Redell and Cotton (pp. 000–000) remind us of the importance of oxidative stress in critically ill trauma patients, which leads to mitochondrial dysfunction, secondary tissue injury, immune dysfunction, organ failure, and death. Endogenous antioxidants are rapidly depleted with oxidative stress. Intravenous replacement of a combination of trace elements (Se, Zn) and vitamins (B1, C, E) in doses about 10 times the recommended dietary allowance results in significant clinical improvement. Major trauma patients requiring ICU treatment are clearly candidates for a systematic supplementation lasting 5–20 days.
The study by Amrein and Venkatesh (pp. 000–000) discusses the pleiotropic roles of vitamin D in critical illness and succeed in setting the stage for future studies. They point out the following issues pertaining to critical care: that more information is required to understand the pathophysiology of vitamin D nutriture and metabolic effects of treatment, whether vitamin D undernutrition is a marker of disease or a causative factor for clinical outcomes, the special case of chronic kidney disease and acute kidney injury, and if treatment is advised, what are the optimal parameters (route, dose, and structure).

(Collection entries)
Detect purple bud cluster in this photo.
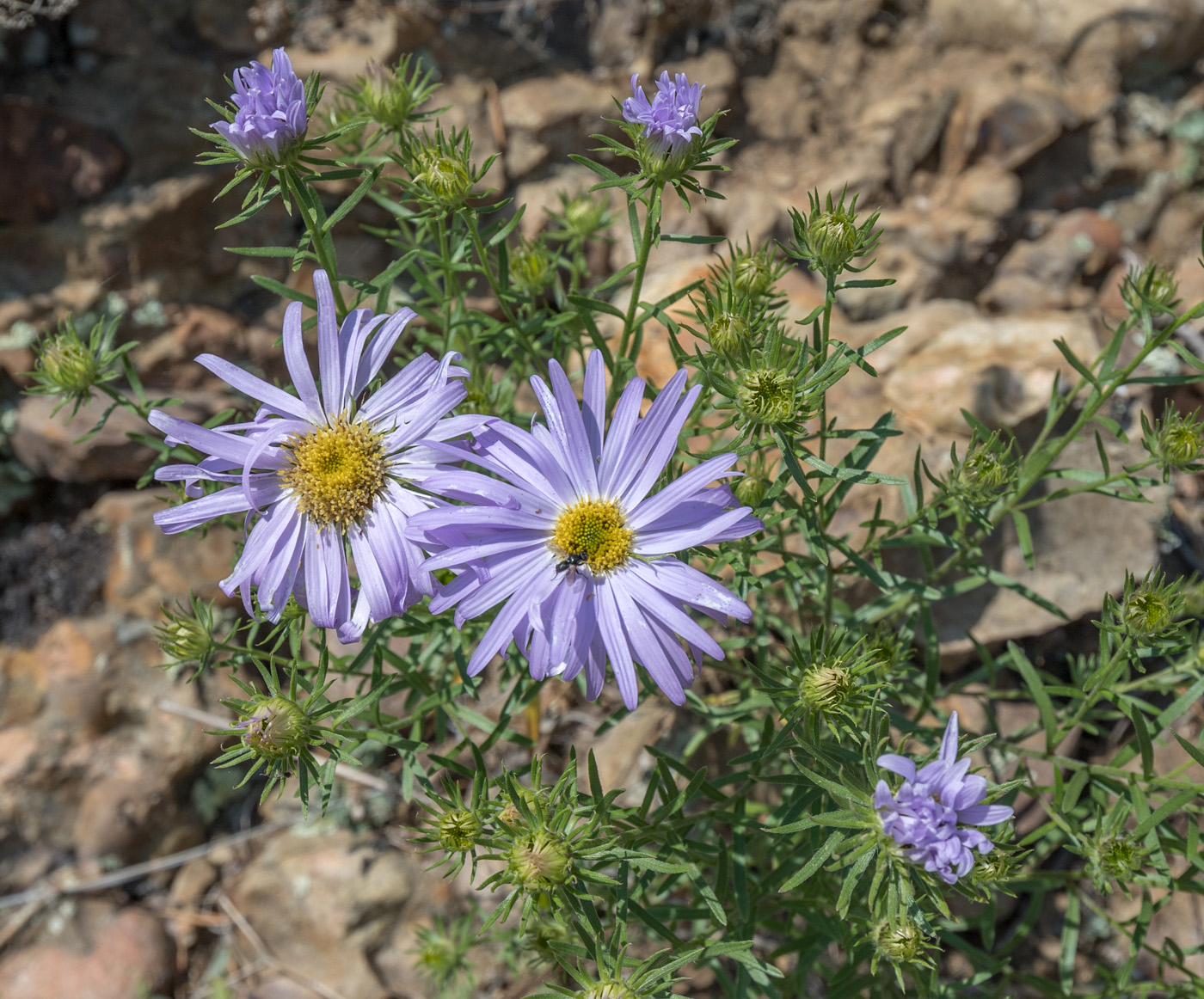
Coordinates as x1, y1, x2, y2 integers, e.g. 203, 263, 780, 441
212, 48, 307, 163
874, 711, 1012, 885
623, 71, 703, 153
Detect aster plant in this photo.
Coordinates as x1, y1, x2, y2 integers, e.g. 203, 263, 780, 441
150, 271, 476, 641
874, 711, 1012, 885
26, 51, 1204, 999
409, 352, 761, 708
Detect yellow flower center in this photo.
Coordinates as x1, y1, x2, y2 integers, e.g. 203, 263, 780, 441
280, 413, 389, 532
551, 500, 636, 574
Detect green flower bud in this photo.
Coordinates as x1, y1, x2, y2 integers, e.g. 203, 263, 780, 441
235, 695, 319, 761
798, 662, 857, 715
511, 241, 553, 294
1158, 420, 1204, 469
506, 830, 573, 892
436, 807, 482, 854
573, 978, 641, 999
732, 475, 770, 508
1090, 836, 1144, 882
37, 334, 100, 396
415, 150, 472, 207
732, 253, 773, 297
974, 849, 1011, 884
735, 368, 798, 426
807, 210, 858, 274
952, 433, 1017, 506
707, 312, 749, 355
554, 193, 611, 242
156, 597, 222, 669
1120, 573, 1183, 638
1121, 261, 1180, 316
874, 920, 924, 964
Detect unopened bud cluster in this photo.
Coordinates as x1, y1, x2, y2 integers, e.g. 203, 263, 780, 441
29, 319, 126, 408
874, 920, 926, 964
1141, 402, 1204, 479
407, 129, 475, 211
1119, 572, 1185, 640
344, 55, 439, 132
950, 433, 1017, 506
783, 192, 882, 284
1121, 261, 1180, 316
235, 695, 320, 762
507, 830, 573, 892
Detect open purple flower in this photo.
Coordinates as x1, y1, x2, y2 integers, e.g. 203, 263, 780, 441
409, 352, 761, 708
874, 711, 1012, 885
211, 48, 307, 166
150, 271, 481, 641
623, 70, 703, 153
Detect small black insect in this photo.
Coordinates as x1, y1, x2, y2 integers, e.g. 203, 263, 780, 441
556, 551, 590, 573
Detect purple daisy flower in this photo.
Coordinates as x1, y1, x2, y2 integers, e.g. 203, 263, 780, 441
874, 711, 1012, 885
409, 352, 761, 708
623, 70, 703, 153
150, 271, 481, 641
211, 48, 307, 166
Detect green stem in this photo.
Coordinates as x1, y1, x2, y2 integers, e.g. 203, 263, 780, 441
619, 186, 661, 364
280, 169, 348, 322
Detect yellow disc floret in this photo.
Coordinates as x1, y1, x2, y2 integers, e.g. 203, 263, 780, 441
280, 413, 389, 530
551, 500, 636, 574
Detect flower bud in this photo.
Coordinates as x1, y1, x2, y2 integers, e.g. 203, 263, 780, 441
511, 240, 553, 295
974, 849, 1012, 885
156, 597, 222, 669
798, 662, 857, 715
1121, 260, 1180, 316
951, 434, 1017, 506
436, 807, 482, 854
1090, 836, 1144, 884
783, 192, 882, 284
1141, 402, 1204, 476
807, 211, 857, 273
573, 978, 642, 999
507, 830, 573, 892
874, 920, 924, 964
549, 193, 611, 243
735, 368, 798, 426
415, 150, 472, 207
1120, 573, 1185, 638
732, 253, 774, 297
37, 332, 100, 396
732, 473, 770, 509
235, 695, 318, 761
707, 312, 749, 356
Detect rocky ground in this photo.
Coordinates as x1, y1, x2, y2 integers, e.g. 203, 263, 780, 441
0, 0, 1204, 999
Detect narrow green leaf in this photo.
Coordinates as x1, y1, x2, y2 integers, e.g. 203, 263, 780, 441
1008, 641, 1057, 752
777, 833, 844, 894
* * *
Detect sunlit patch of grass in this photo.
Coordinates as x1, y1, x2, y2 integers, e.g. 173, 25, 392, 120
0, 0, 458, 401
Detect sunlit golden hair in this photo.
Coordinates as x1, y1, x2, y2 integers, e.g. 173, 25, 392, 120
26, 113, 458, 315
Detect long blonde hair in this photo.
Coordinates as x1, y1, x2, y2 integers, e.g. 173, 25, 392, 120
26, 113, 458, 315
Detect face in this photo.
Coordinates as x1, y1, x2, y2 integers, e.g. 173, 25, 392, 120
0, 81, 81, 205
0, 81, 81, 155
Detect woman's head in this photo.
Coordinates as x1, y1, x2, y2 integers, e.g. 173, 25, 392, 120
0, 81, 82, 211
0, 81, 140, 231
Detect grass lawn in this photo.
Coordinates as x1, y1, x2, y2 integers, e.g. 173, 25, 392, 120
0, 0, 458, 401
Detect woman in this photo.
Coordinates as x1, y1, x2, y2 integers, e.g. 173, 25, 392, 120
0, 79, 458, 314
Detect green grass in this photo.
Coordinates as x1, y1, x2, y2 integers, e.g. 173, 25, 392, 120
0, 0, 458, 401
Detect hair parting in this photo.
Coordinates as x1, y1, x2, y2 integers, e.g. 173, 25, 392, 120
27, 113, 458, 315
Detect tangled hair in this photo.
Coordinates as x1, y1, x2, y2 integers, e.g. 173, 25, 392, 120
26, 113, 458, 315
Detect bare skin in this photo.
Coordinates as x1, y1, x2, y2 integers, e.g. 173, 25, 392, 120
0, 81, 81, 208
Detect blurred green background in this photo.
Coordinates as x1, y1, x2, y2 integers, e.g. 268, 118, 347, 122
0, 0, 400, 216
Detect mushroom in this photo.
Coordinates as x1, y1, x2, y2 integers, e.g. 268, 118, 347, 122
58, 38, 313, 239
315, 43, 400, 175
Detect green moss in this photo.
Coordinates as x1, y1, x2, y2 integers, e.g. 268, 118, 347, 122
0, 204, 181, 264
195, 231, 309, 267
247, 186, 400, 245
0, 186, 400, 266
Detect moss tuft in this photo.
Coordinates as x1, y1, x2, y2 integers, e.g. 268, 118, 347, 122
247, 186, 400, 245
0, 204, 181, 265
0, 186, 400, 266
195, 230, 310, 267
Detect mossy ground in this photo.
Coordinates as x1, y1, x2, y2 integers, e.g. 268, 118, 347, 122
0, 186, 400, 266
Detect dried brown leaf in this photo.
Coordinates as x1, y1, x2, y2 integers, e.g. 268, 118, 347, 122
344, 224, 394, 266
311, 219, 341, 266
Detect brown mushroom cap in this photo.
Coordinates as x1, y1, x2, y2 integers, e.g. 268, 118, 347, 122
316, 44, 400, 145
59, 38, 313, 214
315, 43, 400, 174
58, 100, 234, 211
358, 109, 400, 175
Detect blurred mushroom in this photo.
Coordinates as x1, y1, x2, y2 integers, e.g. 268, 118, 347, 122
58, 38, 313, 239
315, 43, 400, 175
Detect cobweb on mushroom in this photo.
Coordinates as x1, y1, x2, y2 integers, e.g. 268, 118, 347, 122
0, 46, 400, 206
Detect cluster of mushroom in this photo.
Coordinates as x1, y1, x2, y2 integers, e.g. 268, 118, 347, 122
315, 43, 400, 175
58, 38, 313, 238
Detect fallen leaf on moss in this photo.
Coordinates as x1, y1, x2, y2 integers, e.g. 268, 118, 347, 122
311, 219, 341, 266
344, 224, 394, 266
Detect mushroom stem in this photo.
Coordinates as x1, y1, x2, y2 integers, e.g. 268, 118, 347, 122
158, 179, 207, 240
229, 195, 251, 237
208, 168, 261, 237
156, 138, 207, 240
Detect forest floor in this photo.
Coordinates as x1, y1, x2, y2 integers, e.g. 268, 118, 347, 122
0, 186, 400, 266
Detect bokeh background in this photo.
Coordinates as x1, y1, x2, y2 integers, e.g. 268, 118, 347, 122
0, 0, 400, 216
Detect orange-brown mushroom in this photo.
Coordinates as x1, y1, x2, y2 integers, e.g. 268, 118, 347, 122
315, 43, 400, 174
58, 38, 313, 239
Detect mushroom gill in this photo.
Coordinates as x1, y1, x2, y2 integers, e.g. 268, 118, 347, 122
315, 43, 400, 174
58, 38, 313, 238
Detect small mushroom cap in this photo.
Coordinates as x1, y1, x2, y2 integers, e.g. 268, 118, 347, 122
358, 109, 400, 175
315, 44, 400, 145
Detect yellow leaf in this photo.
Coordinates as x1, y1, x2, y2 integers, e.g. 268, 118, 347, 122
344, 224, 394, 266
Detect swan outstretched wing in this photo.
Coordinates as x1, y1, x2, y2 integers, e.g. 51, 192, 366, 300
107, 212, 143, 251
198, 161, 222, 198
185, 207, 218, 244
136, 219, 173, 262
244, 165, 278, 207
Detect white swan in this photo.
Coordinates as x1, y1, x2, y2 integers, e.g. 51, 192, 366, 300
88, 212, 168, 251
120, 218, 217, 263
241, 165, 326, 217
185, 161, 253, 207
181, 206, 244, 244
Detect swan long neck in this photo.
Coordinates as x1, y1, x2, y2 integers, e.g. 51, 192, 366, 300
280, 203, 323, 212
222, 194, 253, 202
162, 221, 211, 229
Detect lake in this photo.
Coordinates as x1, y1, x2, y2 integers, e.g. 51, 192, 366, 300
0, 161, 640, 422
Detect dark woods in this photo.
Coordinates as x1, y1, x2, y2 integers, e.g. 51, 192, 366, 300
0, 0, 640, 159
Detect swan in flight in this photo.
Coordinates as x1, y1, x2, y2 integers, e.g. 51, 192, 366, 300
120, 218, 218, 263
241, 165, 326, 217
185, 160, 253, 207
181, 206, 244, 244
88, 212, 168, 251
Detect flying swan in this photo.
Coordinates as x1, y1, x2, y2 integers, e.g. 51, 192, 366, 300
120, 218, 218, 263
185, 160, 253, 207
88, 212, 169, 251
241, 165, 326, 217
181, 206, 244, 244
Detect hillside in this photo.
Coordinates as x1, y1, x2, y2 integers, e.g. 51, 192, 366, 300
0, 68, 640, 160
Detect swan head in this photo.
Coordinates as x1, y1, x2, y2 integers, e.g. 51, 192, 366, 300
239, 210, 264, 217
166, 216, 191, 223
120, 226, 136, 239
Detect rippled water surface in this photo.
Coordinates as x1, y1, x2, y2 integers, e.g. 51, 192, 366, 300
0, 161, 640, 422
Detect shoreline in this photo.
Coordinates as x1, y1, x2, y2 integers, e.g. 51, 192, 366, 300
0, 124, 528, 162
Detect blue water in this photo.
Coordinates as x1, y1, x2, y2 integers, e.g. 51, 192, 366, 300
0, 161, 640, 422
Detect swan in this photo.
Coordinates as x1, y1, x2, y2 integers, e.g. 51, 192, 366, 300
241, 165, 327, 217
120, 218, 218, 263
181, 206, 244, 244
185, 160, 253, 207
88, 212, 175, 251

* [Required work]:
- A) List every consequence that the passage above attributes to oxidative stress in critically ill trauma patients.
- B) Answer these questions from the passage above:
(i) How do the intravenous doses of trace elements and vitamins compare with the recommended dietary allowance?
(ii) How long should systematic supplementation last for major trauma patients requiring ICU treatment?
(iii) Which two kidney conditions are named as a special case in the vitamin D discussion?

* [Set of answers]:
- A)
mitochondrial dysfunction
secondary tissue injury
immune dysfunction
organ failure
death

- B)
(i) They are about 10 times the recommended dietary allowance.
(ii) 5–20 days.
(iii) Chronic kidney disease and acute kidney injury.